===== INPUT RECORDS

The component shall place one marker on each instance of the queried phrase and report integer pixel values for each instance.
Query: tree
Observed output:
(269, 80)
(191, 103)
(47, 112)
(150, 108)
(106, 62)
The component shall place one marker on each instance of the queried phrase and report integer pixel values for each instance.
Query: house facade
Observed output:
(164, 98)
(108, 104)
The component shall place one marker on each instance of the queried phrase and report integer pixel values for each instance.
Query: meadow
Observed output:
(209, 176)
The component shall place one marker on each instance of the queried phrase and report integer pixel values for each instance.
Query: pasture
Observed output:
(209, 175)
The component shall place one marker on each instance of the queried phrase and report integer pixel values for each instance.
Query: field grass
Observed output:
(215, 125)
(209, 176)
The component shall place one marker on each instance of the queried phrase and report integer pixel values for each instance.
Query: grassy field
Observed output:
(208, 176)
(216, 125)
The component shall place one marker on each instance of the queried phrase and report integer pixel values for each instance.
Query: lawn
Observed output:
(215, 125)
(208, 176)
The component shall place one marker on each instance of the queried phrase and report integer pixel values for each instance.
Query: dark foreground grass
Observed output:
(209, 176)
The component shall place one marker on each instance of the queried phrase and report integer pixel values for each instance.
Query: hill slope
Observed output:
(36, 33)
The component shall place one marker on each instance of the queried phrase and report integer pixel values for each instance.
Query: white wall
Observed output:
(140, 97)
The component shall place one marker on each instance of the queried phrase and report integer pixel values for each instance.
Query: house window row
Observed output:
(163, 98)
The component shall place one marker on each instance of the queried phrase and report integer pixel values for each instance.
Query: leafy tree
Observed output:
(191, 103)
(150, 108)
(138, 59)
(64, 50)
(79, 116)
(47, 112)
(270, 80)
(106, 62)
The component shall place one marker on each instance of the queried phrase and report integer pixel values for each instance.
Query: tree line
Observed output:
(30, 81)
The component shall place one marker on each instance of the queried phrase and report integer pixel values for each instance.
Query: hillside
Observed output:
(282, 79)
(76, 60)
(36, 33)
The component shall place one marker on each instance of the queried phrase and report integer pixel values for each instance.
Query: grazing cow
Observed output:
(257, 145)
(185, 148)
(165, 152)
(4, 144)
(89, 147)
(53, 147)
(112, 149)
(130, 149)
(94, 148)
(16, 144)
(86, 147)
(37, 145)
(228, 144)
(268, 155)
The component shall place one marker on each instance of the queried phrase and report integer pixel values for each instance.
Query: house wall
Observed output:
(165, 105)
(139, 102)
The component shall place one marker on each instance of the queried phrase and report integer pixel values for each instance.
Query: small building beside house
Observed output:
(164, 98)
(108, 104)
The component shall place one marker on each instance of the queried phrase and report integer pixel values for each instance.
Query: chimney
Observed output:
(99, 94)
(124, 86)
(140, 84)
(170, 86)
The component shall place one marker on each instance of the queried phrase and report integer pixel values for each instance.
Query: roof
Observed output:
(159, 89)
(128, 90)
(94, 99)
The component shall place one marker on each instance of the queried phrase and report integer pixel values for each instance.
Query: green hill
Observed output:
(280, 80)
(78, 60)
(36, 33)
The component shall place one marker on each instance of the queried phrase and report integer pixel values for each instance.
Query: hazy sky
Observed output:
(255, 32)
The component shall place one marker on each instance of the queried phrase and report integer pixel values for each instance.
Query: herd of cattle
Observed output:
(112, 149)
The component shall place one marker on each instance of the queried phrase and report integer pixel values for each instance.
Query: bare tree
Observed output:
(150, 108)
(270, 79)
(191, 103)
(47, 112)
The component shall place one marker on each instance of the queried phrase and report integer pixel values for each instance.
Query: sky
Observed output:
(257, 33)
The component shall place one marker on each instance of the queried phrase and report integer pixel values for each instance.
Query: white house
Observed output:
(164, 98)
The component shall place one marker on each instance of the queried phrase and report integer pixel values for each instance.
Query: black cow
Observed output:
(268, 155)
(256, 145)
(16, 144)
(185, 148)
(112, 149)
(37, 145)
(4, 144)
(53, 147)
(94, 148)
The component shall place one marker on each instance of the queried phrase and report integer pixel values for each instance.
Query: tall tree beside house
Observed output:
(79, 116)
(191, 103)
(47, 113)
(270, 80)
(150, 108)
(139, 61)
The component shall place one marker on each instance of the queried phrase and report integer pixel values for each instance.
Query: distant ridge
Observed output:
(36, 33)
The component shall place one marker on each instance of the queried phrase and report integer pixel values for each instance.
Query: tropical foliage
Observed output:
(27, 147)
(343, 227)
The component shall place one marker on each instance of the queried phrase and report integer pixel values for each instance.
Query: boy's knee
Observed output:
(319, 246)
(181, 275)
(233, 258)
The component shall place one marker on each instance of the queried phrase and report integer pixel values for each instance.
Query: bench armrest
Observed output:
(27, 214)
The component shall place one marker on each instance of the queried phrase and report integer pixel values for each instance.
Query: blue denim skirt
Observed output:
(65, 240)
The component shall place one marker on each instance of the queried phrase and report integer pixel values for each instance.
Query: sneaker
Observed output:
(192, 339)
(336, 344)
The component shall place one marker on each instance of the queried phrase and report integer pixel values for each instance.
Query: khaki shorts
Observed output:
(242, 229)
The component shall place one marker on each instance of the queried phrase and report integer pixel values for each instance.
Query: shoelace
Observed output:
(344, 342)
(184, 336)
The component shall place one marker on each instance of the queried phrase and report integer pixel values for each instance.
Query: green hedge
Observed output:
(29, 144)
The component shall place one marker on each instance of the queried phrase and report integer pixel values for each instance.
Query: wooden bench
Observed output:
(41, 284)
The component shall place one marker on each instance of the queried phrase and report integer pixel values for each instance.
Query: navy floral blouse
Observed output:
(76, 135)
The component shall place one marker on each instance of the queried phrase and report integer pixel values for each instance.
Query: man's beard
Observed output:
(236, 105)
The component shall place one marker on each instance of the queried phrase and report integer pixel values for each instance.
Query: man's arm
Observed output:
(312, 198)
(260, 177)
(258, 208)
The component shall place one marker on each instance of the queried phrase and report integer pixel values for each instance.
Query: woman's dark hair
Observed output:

==========

WORK TO BE COMPLETED
Extract the complete set of records unchanged.

RESULT
The component shall place one marker on each instance of the queried phrase and report integer pixel values for each instance.
Query: tree
Observed output:
(269, 80)
(191, 103)
(47, 112)
(150, 108)
(106, 62)
The component shall place one marker on each instance of the queried phrase and report integer pixel values for each instance.
Query: house facade
Observed output:
(164, 98)
(108, 104)
The component shall place one marker on each instance of the queried phrase and report integer pixel values for each instance.
Query: meadow
Observed output:
(209, 176)
The component shall place one marker on each instance of the queried phrase and report integer pixel values for each instance.
Query: pasture
Observed output:
(209, 175)
The component shall place one marker on each instance of the queried phrase and report integer pixel values for each instance.
Query: field grass
Observed output:
(215, 125)
(209, 176)
The component shall place one marker on each instance of the queried phrase and report integer pixel values for each instance.
Query: grassy field
Observed output:
(208, 176)
(216, 125)
The component shall place one marker on each instance of the queried phrase and report integer pixel values for each instance.
Query: lawn
Observed output:
(215, 125)
(208, 176)
The component shall place one marker on each instance of the queried phrase and report integer pixel values for each instance.
Query: dark foreground grass
Observed output:
(209, 176)
The component shall place one marker on each instance of the queried phrase and report integer pixel values for each instance.
Query: hill slope
Observed output:
(36, 33)
The component shall place one marker on each instance of the queried phrase and report integer pixel values for each instance.
Query: white wall
Observed output:
(140, 97)
The component shall place one marker on each instance of the queried phrase and report integer pixel values for each instance.
Query: house window row
Observed output:
(163, 98)
The component shall place one marker on each instance of the queried phrase and report integer pixel values for each instance.
Query: leafy tree
Observed output:
(191, 103)
(150, 108)
(138, 59)
(64, 50)
(79, 116)
(47, 112)
(270, 80)
(106, 62)
The component shall place one marker on each instance of the queried phrase and report integer pixel values for each instance.
Query: tree line
Observed output:
(30, 81)
The component shall place one marker on each instance of the queried phrase and report integer pixel values for each instance.
Query: hillside
Observed output:
(282, 79)
(76, 60)
(36, 33)
The component shall place one marker on each instance of the queried phrase and report integer pixel values for each instance.
Query: grazing cow
Observed output:
(257, 145)
(185, 148)
(165, 152)
(4, 144)
(89, 147)
(53, 147)
(112, 149)
(130, 149)
(94, 148)
(16, 144)
(86, 147)
(37, 145)
(228, 144)
(268, 155)
The component shall place one marker on each instance of the queried phrase and report integer pixel values for each instance.
Query: house wall
Observed output:
(165, 105)
(139, 102)
The component shall place one marker on each instance of the queried phrase and report integer pixel values for each instance.
Query: small building beside house
Observed output:
(164, 98)
(108, 104)
The component shall place one marker on each instance of the queried phrase and report integer pixel values for each instance.
Query: chimney
Observed output:
(99, 94)
(124, 86)
(140, 84)
(170, 86)
The component shall place one marker on each instance of the queried phrase and report integer pixel values for each instance.
Query: roof
Observed output:
(159, 89)
(128, 90)
(94, 99)
The component shall place one marker on each instance of the queried phrase and report integer pixel values for each instance.
Query: green hill
Observed output:
(280, 80)
(78, 60)
(36, 33)
The component shall place one marker on each instance of the queried phrase and report integer pixel values for each instance.
Query: hazy sky
Observed output:
(255, 32)
The component shall place one marker on each instance of the queried phrase and report integer pixel values for each instance.
Query: herd of cattle
Observed output:
(112, 149)
The component shall place one marker on each instance of the queried phrase and report integer pixel values for each instance.
Query: bare tree
Observed output:
(150, 108)
(270, 79)
(191, 103)
(47, 112)
The component shall place one marker on each instance of the queried phrase and report integer pixel values for each instance.
Query: sky
Observed output:
(257, 33)
The component shall place one marker on each instance of the queried phrase and report integer pixel values for each instance.
Query: white house
Observed output:
(164, 98)
The component shall place one marker on each instance of the queried phrase and report integer pixel values for each instance.
Query: black cow
Observed output:
(268, 155)
(256, 145)
(16, 144)
(185, 148)
(112, 149)
(37, 145)
(4, 144)
(53, 147)
(94, 148)
The component shall place one marker on each instance of the queried phrase and report integer pixel values for each instance.
Query: tall tree beside house
Observed output:
(79, 116)
(191, 103)
(47, 113)
(270, 80)
(150, 108)
(139, 61)
The component shall place one marker on each instance of the queried phrase and report integer pixel values for each instance.
Query: distant ridge
Observed output:
(36, 33)
The component shall place one marker on each instance of the queried phrase and report integer pixel values for each instance.
Query: tropical foliage
Observed output:
(27, 147)
(343, 227)
The component shall place one marker on each instance of the queried phrase and report integer pixel values for each instance.
Query: boy's knee
Observed output:
(319, 246)
(181, 275)
(233, 258)
The component shall place one marker on each instance of the queried phrase and report integer pixel values for each instance.
Query: bench armrest
Observed output:
(27, 214)
The component shall place one marker on each instance of the queried phrase and report integer pixel values for each instance.
Query: blue denim skirt
Observed output:
(65, 240)
The component shall place one marker on each instance of the queried phrase and report integer pixel values for each instance.
Query: sneaker
Observed output:
(192, 339)
(336, 344)
The component shall place one marker on each instance of the queried phrase and report integer pixel values for each instance.
Query: khaki shorts
Observed output:
(242, 229)
The component shall place one marker on each instance of the queried phrase and report integer pixel values for each instance.
Query: shoelace
Observed output:
(344, 342)
(184, 336)
The component shall place one marker on each instance of the queried phrase and report integer pixel values for each instance.
Query: green hedge
Observed output:
(29, 144)
The component shall place one marker on each instance of the queried phrase and report integer pixel values for each instance.
Query: wooden bench
Observed output:
(41, 284)
The component shall place one marker on each instance of the queried phrase and report integer pixel values for each instance.
Query: navy floral blouse
Observed output:
(76, 135)
The component shall place one marker on each instance of the queried phrase and report integer pixel values for each instance.
Query: man's beard
Observed output:
(236, 105)
The component shall place one marker on each instance of the queried phrase and report integer pixel values for each instance.
Query: man's arm
Observed output:
(312, 198)
(260, 177)
(258, 208)
The component shall place one marker on each instance of the queried phrase and report integer pixel values for each instance.
Query: woman's dark hair
Observed output:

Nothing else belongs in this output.